When you answer, copy every line of the listing below exactly.

** Entries shown follows **

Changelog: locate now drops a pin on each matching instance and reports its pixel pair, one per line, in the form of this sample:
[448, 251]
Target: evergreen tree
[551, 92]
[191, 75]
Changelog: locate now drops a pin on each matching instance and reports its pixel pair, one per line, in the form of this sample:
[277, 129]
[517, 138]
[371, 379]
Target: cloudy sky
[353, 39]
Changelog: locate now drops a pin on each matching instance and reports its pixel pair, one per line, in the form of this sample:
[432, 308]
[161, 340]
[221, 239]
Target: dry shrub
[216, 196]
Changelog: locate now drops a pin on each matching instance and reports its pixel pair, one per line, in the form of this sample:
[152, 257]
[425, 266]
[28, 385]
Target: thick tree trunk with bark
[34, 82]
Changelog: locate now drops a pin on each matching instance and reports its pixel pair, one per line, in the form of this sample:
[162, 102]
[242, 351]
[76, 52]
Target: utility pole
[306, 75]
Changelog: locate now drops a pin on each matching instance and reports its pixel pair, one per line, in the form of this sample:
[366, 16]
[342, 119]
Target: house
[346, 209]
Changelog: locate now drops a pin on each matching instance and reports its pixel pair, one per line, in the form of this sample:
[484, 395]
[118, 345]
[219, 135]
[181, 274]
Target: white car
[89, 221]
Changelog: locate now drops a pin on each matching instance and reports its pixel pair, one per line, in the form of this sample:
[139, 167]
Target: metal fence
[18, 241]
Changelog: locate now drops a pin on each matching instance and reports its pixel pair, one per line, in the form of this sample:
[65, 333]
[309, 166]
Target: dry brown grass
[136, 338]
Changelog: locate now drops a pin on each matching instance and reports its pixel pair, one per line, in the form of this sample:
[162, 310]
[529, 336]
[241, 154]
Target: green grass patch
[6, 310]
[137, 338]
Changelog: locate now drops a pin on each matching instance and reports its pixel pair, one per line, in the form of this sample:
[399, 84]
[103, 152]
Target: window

** End of Entries shown **

* [Written response]:
Changelog: locate now drops a pin on each matching instance and reports its pixel pair, one per line, in the form of this sample:
[448, 251]
Target: evergreen tree
[551, 92]
[191, 75]
Changelog: locate now drops a pin on each matching instance and reports its pixel pair, one per line, in the form of this sample:
[277, 129]
[517, 138]
[371, 379]
Target: cloudy sky
[353, 39]
Changelog: locate now drops a pin on each matching instance and reports its pixel pair, one per line, in the form of this sample:
[432, 308]
[161, 340]
[221, 239]
Target: dry shrub
[216, 196]
Changelog: locate now drops a pin on each matching instance and reports its pixel pair, one per line, in the form of this sample:
[152, 257]
[425, 266]
[28, 385]
Target: thick tree trunk with bark
[34, 82]
Changelog: locate now drops a pin on each matching instance and reports its pixel pair, one per line, in the form of this sample:
[162, 102]
[242, 351]
[76, 52]
Target: utility pole
[306, 75]
Changelog: locate now drops a pin on each matching instance and reports its pixel pair, one per line, in the form of this sample:
[366, 16]
[342, 119]
Target: house
[346, 209]
Changelog: locate now drops a pin on each matching instance and reports its pixel pair, one per line, in the form of this sample:
[484, 395]
[118, 345]
[219, 135]
[181, 274]
Target: white car
[89, 221]
Changelog: locate now drops a pin on each matching instance and reports its pixel pair, one per line, in the form of this sample:
[139, 167]
Target: metal fence
[18, 241]
Changelog: locate now drops a pin on each matching instance and reports its pixel pair, one per line, in the form of this sample:
[65, 333]
[309, 166]
Target: dry brown grass
[136, 338]
Changelog: locate now drops a pin on each matching instance and reports its pixel pair, one per line, in the form of this sample:
[162, 310]
[529, 336]
[241, 154]
Target: green grass patch
[6, 310]
[137, 338]
Changelog: locate now drops a pin on each matching instance and reports its pixel pair, one per line, in the form of this sample:
[399, 84]
[103, 152]
Target: window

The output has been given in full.